* _Text_:
Procedure – as in the text book
Purpose:
The purpose of such activity is to dissect the fetal pig and observe various organs.
Materials:
Safety goggles
String
Dissecting pins
Lab apron
Scalpel
Scissors
Dissecting gloves
Hand lens
Ruler
Preserved Pig
Dissecting Tray
Forceps and probe
Observations
Using a ruler, measure the length of the pig from the snout to the tail. Use graph to estimate the age of the fetal pig.
30cm = 12 days old
Locate the liver near the anterior of the abdominal cavity. Record the number of lobes in the liver
4 Lobes
Describe the location of gall bladder Underneath right lobe, grey/white color
Describe the appearance of the pancreas Creamy – white, tubular
Describe the appearance of the inner lining of the stomach Wavy long rides with circular endings
List the organs found in the thoracic cavity Larynx, trachea, heart, left lung, esophagus, left kidney, aorta, bladder, umbilical cord, urogenital opening, penis, scrotal sac, rectum, ureter, right kidney, inferior vena cava, umbilical vein, hepatic veins, right lung, thyroid gland
Blood is pumped from the left atrium to the left ventricle and out the aorta Ventricle – thicker
Atrium – thiner
Place your index finger on the trochea and push down. Describe what happens.

Stored entries

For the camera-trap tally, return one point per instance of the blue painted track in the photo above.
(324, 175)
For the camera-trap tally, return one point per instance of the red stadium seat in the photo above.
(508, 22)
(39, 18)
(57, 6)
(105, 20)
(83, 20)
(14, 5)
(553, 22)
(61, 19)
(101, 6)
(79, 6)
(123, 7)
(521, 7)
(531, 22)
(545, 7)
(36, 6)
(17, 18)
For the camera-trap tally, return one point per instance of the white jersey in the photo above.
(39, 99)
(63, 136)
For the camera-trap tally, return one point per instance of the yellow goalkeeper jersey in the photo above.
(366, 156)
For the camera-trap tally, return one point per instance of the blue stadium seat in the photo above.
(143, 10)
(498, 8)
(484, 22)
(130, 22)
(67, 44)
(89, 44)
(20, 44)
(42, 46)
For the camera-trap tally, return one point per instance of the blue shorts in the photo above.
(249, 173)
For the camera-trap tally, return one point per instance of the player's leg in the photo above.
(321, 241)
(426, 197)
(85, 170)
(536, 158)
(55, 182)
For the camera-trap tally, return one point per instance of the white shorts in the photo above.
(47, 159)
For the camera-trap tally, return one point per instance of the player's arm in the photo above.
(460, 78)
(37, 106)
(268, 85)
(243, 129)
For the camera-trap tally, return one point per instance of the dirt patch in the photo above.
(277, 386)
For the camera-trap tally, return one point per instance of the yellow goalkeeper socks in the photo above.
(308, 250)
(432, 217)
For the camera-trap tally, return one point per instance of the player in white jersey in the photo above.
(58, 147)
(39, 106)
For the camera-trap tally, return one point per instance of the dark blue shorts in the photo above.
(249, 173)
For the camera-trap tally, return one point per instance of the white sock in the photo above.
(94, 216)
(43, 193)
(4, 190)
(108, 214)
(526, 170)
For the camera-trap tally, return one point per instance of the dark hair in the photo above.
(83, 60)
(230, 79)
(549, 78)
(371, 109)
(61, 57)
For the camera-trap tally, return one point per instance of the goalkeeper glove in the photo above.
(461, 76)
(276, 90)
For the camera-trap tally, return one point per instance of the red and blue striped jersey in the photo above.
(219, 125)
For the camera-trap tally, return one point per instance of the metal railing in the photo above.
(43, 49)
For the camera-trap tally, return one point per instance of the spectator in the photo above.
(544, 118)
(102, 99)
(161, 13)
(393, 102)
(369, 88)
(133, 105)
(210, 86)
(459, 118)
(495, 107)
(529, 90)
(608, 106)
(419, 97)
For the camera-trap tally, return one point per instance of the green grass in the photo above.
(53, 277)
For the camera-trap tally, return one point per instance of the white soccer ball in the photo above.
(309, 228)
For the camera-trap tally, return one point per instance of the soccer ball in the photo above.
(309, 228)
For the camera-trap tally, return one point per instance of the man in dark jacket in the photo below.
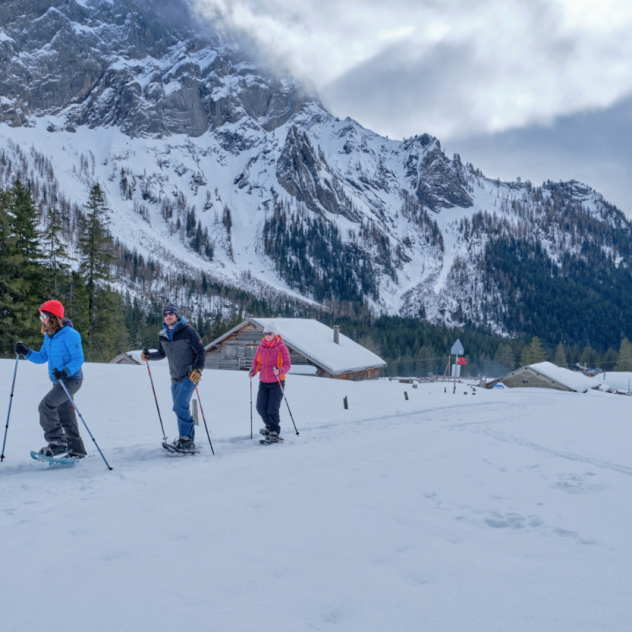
(184, 350)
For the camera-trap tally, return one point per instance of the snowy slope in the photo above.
(503, 510)
(180, 125)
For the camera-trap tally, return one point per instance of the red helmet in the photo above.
(53, 307)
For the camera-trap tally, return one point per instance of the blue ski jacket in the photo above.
(63, 352)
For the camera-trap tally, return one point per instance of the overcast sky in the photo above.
(531, 88)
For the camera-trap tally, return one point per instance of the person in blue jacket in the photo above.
(185, 353)
(64, 354)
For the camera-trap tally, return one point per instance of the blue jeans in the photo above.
(182, 392)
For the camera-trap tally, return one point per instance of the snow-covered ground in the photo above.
(503, 510)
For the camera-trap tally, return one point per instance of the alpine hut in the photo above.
(315, 349)
(546, 375)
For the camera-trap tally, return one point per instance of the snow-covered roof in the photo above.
(315, 341)
(571, 379)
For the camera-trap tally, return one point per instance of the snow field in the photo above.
(506, 510)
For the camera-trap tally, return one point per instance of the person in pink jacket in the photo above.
(272, 362)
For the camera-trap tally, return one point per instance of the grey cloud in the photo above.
(390, 92)
(592, 147)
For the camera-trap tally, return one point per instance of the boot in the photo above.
(54, 448)
(184, 444)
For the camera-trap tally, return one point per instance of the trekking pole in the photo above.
(164, 436)
(84, 423)
(204, 418)
(6, 429)
(288, 406)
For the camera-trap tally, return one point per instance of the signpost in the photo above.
(457, 350)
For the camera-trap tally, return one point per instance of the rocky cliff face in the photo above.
(141, 65)
(217, 165)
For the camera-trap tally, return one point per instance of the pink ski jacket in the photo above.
(269, 356)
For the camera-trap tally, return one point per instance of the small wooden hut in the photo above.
(125, 358)
(314, 349)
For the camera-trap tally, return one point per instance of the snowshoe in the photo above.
(62, 460)
(181, 445)
(273, 437)
(54, 448)
(77, 456)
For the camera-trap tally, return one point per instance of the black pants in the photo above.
(268, 404)
(58, 419)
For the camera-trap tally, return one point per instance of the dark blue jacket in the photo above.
(183, 348)
(63, 352)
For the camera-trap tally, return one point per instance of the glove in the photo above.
(60, 375)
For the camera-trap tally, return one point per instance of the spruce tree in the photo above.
(625, 356)
(106, 332)
(54, 252)
(590, 358)
(505, 358)
(609, 360)
(560, 356)
(22, 277)
(10, 282)
(534, 352)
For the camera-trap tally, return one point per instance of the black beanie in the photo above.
(170, 308)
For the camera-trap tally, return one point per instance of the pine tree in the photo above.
(505, 358)
(534, 352)
(590, 358)
(625, 356)
(10, 282)
(96, 249)
(54, 251)
(560, 356)
(23, 273)
(609, 360)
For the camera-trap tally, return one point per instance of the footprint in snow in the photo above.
(512, 521)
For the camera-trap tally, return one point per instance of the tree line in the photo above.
(36, 267)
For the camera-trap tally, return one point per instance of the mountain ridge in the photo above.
(219, 166)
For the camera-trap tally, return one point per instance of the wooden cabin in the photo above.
(125, 358)
(546, 375)
(315, 349)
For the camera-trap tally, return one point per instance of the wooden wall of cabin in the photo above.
(237, 352)
(352, 376)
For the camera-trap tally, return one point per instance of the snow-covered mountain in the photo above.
(213, 163)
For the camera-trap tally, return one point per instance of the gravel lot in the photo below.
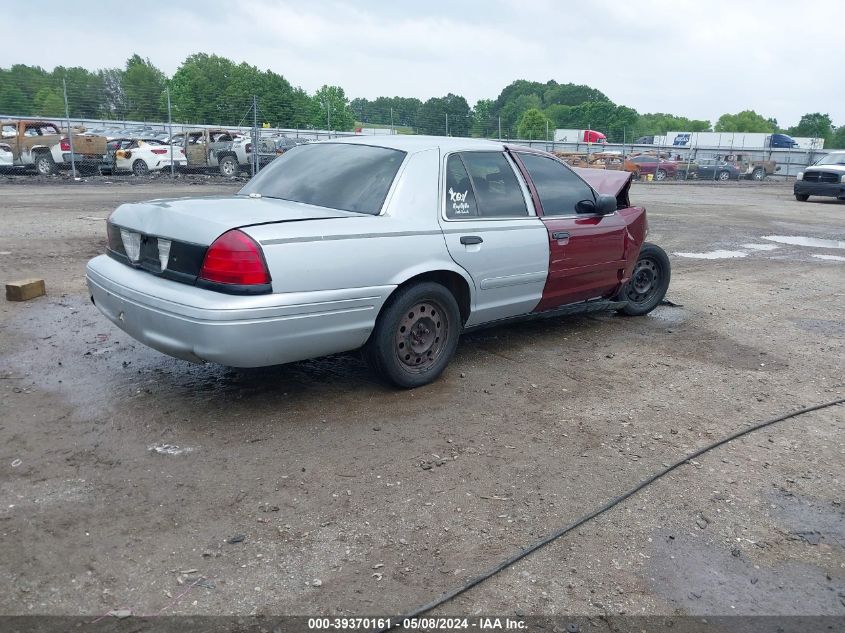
(346, 497)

* _What you have to do_: Copy everything in the fetal pig dissection procedure from "30cm = 12 days" down to "Describe what happens.", changing "gall bladder" to "gallbladder".

* _Task output_:
30cm = 12 days old
Locate the liver near the anterior of the abdominal cavity. Record the number of lobes in the liver
4 Lobes
Describe the location of gallbladder Underneath right lobe, grey/white color
Describe the appearance of the pancreas Creamy – white, tubular
Describe the appearance of the inner lining of the stomach Wavy long rides with circular endings
List the organs found in the thoracic cavity Larynx, trachea, heart, left lung, esophagus, left kidney, aorta, bladder, umbilical cord, urogenital opening, penis, scrotal sac, rectum, ureter, right kidney, inferior vena cava, umbilical vein, hepatic veins, right lung, thyroid gland
Blood is pumped from the left atrium to the left ventricle and out the aorta Ventricle – thicker
Atrium – thiner
Place your index finger on the trochea and push down. Describe what happens.